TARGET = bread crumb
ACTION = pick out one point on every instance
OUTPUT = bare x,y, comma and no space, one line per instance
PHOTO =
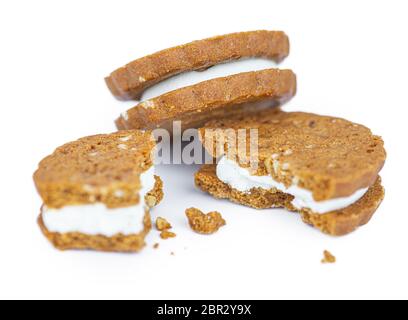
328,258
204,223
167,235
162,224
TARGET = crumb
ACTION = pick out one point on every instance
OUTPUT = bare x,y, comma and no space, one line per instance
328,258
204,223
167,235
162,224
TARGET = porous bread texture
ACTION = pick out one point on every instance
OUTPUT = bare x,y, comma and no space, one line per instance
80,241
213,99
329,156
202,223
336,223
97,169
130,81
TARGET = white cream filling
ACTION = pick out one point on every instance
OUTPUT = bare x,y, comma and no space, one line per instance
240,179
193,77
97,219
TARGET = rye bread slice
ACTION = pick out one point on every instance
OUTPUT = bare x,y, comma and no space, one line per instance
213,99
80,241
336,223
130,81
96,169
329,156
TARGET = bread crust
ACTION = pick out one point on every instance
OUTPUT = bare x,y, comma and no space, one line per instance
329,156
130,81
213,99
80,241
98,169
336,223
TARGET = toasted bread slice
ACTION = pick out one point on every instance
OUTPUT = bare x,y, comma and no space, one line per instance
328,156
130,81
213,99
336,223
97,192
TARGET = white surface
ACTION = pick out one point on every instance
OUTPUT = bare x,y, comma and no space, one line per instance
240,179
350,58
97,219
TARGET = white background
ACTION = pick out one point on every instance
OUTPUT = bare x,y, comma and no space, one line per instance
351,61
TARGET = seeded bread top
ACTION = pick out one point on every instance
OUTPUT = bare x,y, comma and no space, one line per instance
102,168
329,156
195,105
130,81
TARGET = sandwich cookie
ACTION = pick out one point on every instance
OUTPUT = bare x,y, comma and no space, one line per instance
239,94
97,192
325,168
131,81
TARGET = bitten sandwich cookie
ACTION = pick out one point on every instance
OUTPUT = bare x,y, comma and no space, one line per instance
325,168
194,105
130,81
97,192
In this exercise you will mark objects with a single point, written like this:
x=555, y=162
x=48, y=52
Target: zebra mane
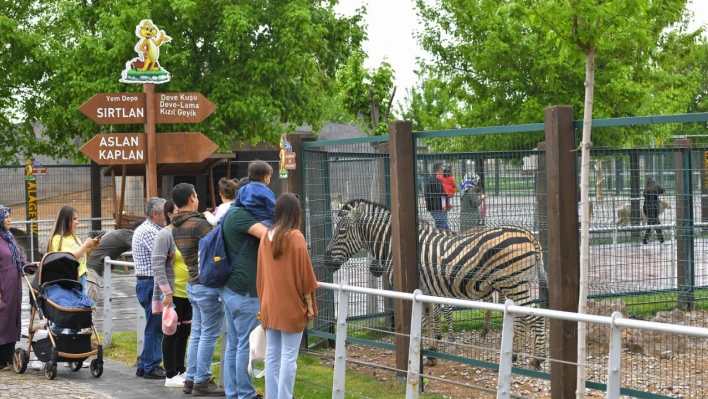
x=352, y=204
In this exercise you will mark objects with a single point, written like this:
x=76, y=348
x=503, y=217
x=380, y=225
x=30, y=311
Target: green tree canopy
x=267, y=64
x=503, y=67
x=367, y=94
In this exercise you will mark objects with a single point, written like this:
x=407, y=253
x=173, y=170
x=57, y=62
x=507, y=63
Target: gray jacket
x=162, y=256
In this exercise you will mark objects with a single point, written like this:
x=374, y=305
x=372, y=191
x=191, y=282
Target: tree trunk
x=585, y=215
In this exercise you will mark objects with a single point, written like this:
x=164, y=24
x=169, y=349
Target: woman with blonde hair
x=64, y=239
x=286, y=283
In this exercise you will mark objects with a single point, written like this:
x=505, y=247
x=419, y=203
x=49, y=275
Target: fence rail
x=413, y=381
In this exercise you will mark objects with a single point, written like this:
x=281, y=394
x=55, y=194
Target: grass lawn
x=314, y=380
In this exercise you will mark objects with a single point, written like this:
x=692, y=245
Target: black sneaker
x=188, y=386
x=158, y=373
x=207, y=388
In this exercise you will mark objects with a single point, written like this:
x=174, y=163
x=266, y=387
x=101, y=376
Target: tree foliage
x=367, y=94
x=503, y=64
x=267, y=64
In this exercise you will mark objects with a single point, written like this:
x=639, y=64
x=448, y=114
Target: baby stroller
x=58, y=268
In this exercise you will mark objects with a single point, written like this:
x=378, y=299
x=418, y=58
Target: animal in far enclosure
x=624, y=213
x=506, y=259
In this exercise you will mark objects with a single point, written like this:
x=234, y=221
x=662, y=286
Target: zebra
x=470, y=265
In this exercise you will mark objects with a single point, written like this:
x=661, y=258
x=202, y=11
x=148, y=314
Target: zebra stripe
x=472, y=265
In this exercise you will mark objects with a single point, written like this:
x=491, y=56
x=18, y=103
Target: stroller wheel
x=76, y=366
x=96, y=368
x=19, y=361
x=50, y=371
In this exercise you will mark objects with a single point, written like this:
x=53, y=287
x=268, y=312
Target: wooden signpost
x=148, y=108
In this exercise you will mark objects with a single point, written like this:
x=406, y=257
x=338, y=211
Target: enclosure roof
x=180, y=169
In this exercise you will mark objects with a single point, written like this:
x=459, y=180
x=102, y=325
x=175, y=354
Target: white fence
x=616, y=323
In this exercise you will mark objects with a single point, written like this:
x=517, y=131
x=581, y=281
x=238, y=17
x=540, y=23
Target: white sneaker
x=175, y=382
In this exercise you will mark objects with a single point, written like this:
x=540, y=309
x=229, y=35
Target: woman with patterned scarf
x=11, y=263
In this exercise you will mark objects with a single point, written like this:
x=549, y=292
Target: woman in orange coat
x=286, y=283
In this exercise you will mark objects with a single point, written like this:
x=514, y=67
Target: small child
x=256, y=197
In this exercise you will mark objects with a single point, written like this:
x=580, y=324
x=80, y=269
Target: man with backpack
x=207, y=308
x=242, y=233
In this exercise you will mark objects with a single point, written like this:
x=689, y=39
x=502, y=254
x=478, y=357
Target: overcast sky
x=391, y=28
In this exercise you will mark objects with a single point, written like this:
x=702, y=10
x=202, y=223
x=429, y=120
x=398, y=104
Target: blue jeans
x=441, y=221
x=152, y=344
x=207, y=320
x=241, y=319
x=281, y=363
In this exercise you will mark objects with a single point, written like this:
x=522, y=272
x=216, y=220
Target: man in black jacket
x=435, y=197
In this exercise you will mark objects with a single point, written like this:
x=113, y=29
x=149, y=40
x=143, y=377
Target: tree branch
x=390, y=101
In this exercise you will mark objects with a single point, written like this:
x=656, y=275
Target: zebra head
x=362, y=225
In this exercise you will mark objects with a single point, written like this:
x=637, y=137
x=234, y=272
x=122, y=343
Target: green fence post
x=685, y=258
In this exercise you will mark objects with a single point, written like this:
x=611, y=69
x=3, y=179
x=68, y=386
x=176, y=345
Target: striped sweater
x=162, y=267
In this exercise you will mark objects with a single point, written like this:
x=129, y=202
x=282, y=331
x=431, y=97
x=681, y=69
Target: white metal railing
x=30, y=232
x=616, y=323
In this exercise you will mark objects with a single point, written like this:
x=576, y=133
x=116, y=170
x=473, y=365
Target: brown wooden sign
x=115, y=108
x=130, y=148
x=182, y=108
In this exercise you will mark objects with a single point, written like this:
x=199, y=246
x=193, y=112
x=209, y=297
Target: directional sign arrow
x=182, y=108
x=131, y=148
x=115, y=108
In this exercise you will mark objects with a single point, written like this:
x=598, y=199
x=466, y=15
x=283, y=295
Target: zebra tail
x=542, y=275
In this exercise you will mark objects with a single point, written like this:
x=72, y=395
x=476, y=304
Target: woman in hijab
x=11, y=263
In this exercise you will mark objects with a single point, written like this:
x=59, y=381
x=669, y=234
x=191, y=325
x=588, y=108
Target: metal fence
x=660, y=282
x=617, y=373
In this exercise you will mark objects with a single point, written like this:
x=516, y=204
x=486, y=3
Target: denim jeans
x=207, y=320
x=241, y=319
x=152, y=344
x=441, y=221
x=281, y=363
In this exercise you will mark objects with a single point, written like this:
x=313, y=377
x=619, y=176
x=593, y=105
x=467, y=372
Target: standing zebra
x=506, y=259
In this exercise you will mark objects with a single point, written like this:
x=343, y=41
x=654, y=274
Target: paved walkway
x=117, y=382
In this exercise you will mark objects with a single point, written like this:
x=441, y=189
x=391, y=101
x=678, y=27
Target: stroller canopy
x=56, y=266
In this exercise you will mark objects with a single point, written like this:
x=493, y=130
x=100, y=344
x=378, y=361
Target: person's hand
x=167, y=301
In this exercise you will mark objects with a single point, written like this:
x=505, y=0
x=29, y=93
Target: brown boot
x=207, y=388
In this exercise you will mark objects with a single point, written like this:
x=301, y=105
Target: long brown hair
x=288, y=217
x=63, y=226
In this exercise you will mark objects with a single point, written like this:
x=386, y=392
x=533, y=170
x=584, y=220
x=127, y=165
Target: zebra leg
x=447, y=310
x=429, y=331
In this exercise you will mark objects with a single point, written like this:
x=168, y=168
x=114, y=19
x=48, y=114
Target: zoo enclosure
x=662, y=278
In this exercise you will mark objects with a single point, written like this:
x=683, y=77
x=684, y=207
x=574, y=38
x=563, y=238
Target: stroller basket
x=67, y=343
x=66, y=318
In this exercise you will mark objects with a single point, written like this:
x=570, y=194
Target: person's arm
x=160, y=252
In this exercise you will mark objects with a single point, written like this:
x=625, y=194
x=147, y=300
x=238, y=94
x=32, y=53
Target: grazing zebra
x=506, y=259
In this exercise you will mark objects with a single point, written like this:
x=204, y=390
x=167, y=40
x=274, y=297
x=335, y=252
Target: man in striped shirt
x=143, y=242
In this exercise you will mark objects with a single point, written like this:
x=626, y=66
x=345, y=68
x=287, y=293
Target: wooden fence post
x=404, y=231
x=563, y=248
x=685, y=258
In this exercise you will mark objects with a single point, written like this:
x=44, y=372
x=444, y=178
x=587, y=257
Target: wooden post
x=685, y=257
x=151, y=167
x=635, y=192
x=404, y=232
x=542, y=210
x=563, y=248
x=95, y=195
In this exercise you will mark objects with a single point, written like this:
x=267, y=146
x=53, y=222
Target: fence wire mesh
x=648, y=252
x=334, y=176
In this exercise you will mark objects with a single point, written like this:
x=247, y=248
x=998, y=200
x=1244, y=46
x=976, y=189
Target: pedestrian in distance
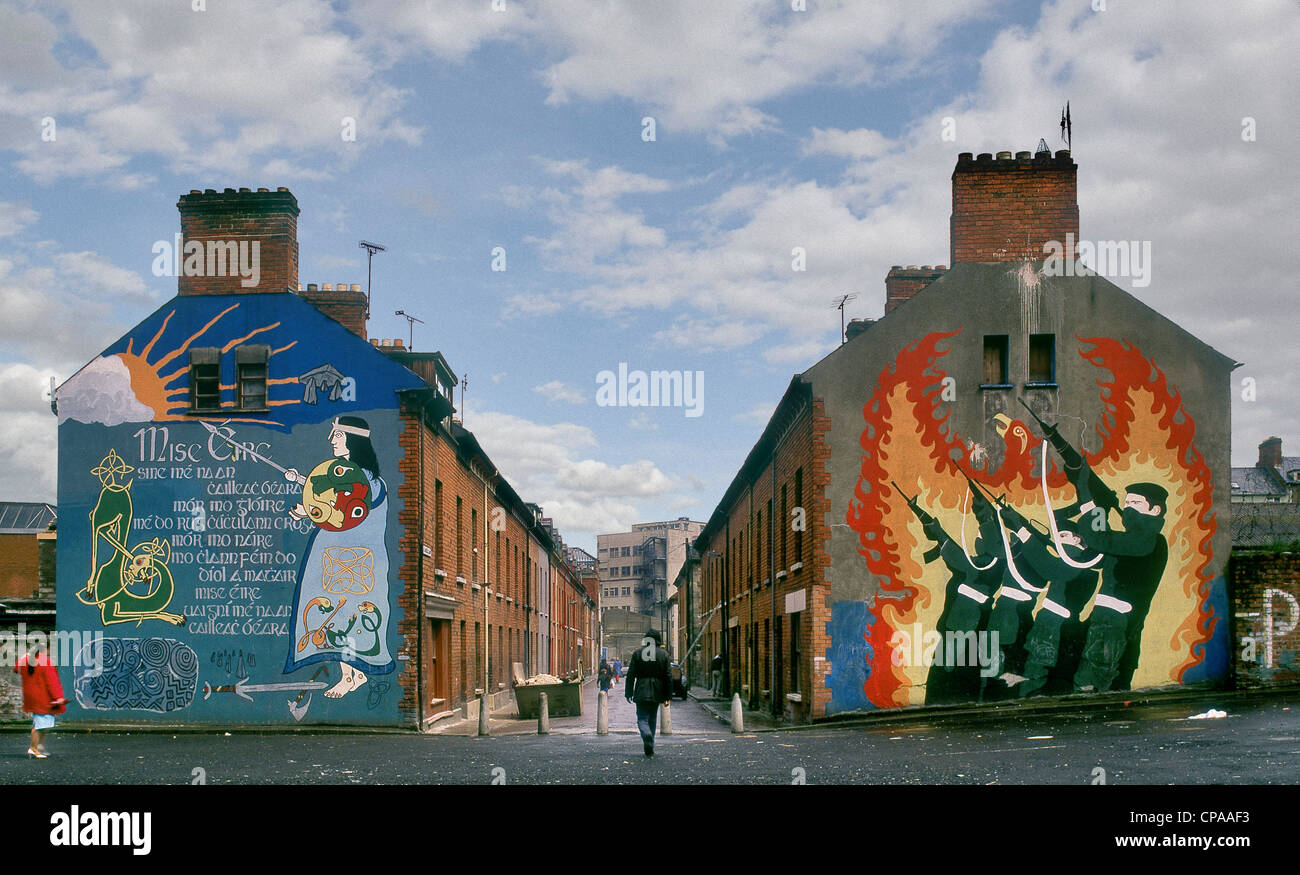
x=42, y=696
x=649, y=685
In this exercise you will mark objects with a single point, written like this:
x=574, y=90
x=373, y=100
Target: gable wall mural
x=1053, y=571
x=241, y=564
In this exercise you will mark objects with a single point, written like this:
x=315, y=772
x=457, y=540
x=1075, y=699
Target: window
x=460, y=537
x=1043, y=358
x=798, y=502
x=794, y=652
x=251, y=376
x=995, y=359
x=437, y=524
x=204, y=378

■ ■ ■ ■ ■

What to do:
Report how many lines in the listing include the word "sandwich". Give nothing but the count.

Exercise output:
2